= Selected excerpt =
________________
In this month’s column, we will be covering tips, tricks and difficulties of some Chrysler V6 Crankshaft (CKP) and Camshaft (CMP) position sensor pattern relationships. Chrysler has used several different ECMs and PCMs on its 3.8L, 3.5L, 3.2L and 2.7L V6 distributorless ignition engines. Depending on the ECM or PCM design, the crankshaft and cam shaft position sensor signal patterns will be different. Worse yet, different body styles using the same engines changed the CKP/CMP patterns and controllers in different years.
The 3.5L started production in 1993 with the SBEC2 and later the SBEC3 ECM. The 1993 to 1997 3.5L CKP/CMP patterns are the same. From 1998 to 2001, the 3.5L CKP/CMP patterns changed with the use of the SBEC3A, SBEC3A+ ECMs. In 2002, 3.5L Chrysler began using the NGC PCM controller, which again changed the sensor reluctor patterns.
________________
= Extracted records =
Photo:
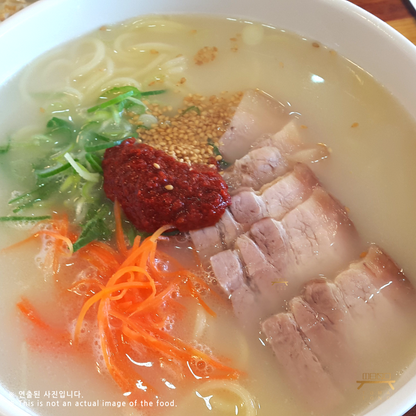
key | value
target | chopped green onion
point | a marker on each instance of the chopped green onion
(94, 161)
(53, 170)
(156, 92)
(113, 101)
(81, 170)
(192, 108)
(20, 218)
(122, 90)
(94, 229)
(57, 123)
(6, 148)
(148, 120)
(89, 192)
(98, 147)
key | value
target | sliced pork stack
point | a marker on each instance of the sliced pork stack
(335, 324)
(257, 114)
(273, 200)
(314, 239)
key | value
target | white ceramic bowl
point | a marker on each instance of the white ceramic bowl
(340, 25)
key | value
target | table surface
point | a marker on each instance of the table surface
(400, 15)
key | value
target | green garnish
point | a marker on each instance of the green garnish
(94, 229)
(113, 101)
(94, 161)
(103, 146)
(26, 219)
(5, 148)
(54, 170)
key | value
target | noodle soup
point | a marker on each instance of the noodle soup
(333, 100)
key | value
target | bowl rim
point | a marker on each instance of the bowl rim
(393, 46)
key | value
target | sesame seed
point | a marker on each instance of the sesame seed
(185, 135)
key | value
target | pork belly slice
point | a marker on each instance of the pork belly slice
(342, 321)
(230, 275)
(376, 293)
(207, 241)
(211, 240)
(314, 239)
(328, 338)
(271, 157)
(257, 114)
(258, 167)
(276, 199)
(301, 365)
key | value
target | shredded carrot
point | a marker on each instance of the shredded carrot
(142, 297)
(134, 301)
(27, 309)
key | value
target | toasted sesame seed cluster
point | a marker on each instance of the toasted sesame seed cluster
(186, 135)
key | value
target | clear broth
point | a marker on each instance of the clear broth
(371, 170)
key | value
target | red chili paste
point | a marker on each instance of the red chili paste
(154, 189)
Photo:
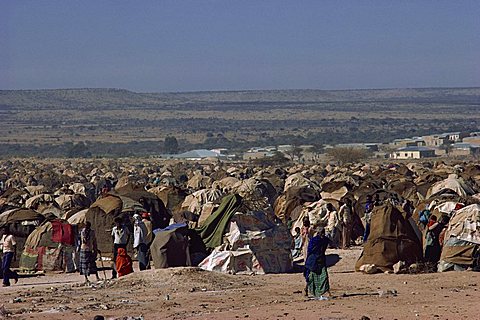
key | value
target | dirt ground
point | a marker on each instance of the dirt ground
(191, 293)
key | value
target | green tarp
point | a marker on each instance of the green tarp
(214, 226)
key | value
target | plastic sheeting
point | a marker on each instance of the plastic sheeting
(254, 244)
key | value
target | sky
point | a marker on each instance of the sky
(203, 45)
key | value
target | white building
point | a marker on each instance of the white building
(413, 153)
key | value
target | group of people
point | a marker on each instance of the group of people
(8, 247)
(122, 262)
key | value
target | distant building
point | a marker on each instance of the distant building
(285, 147)
(413, 152)
(258, 154)
(373, 147)
(464, 149)
(411, 142)
(435, 140)
(455, 136)
(198, 155)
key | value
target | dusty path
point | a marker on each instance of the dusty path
(190, 293)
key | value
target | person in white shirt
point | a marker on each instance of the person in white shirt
(9, 246)
(333, 224)
(120, 236)
(140, 241)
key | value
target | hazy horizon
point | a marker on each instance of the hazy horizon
(194, 46)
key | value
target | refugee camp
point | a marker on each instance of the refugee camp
(98, 225)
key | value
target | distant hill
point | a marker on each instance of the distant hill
(96, 98)
(116, 122)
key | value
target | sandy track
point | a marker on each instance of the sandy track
(191, 293)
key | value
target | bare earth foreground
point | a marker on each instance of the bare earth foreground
(195, 294)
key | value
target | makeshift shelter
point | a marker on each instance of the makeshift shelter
(215, 225)
(294, 197)
(392, 239)
(21, 223)
(461, 247)
(454, 184)
(150, 202)
(170, 247)
(254, 244)
(50, 247)
(101, 215)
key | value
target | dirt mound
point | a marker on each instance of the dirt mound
(186, 279)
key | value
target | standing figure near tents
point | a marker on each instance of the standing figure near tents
(9, 248)
(345, 214)
(297, 244)
(149, 236)
(368, 217)
(88, 252)
(307, 233)
(332, 224)
(140, 241)
(123, 264)
(316, 273)
(433, 249)
(121, 236)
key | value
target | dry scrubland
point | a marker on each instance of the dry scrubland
(191, 293)
(39, 119)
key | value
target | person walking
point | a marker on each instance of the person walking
(140, 241)
(368, 217)
(88, 252)
(120, 236)
(316, 274)
(346, 218)
(9, 249)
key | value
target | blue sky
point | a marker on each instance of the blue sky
(153, 46)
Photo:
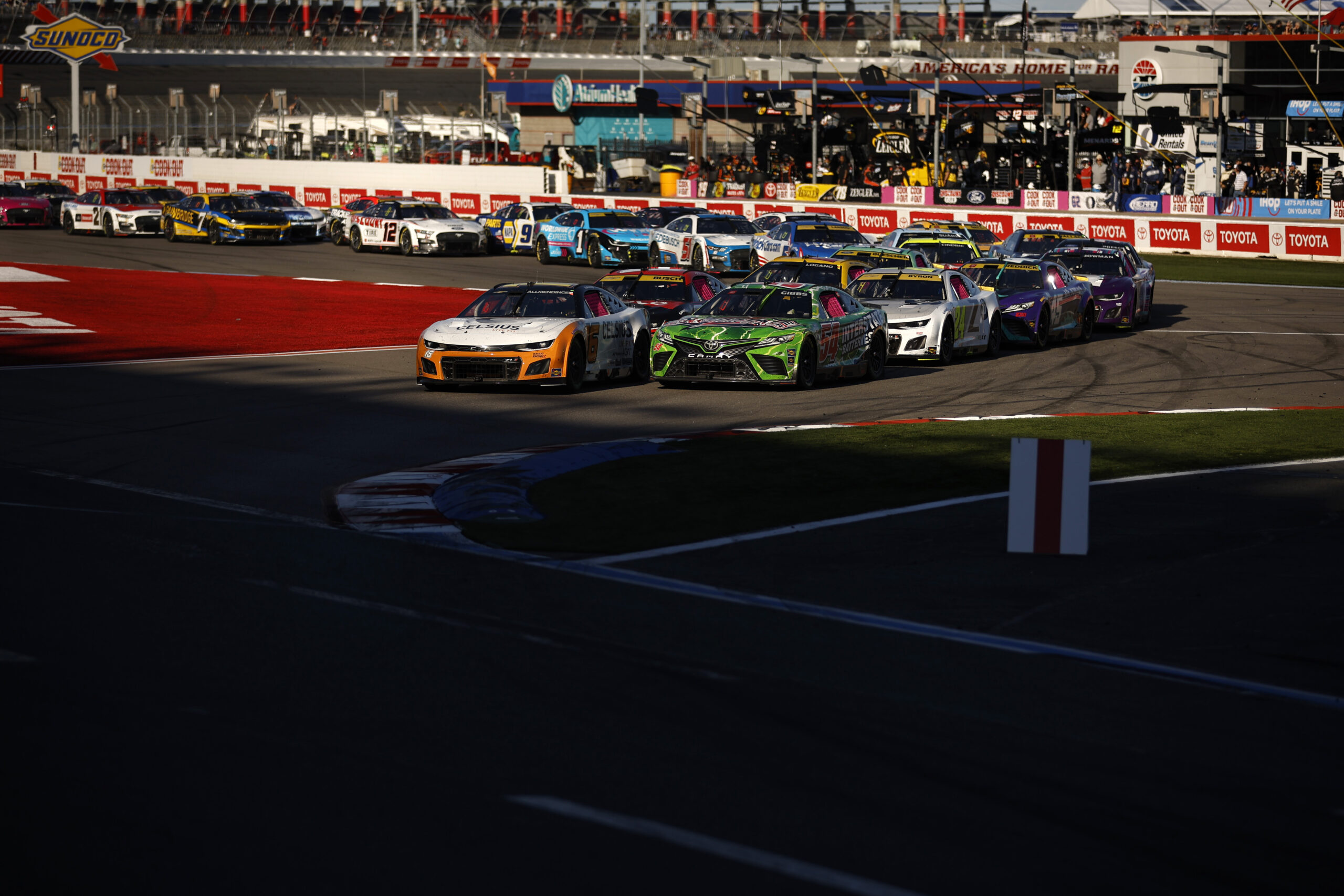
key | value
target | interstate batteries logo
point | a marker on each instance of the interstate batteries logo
(75, 38)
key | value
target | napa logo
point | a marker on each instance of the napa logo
(75, 38)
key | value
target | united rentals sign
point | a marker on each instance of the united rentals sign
(75, 38)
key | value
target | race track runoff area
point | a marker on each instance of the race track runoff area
(212, 684)
(94, 315)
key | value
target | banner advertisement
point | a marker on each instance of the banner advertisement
(1147, 203)
(1090, 202)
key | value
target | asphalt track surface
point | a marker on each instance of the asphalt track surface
(225, 698)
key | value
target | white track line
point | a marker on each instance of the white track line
________________
= Exercises =
(1) Summarize the column on Chrysler V6 crankshaft and camshaft sensor patterns in two sentences.
(2) Resume the column on Chrysler V6 crankshaft and camshaft sensor patterns, starting right after its final sentence.
The data plays no part in the work that comes next.

= Answers by task =
(1) Chrysler used several different ECMs and PCMs on its 3.8L, 3.5L, 3.2L and 2.7L V6 distributorless ignition engines, and the crankshaft and camshaft position sensor patterns differ with the controller design and even with body style and year. The 3.5L kept the same patterns from 1993 to 1997, changed them from 1998 to 2001 with the SBEC3A and SBEC3A+ ECMs, and changed them again in 2002 when the NGC PCM was introduced.

(2)
On some body styles — like the JR body — the SBEC to NGS change was made mid-production year. This 2.7L V6 was seen first in 1998. In early production 2004, this engine switched from SBEC3A+ to the NGC controller pattern. So for the 2004 MY, you can have two different sets of CKP/CMP patterns from the installed reluctors on JR body vehicles. If you install an SBEC engine in a NGC controller vehicle, or vise-versa, the engine will not start. You then must change the flywheel and cam gears to the proper ones before the ECM or PCM will allow the engine to run.
On the LH body cars (Intrepid, Concorde and 300M), the 2.7L SBEC was used until 2001 and switched to NGC for 2002. It is safe to swap this 2.7L with the same model year engine from the same body designation, but not a different body designation!
On RS body vehicles with a 3.3L engine, the CKP/CMP pattern was the older SBECB pattern until 2004, when it switched to the NGC controller. The 3.3L never used the later SBEC pattern.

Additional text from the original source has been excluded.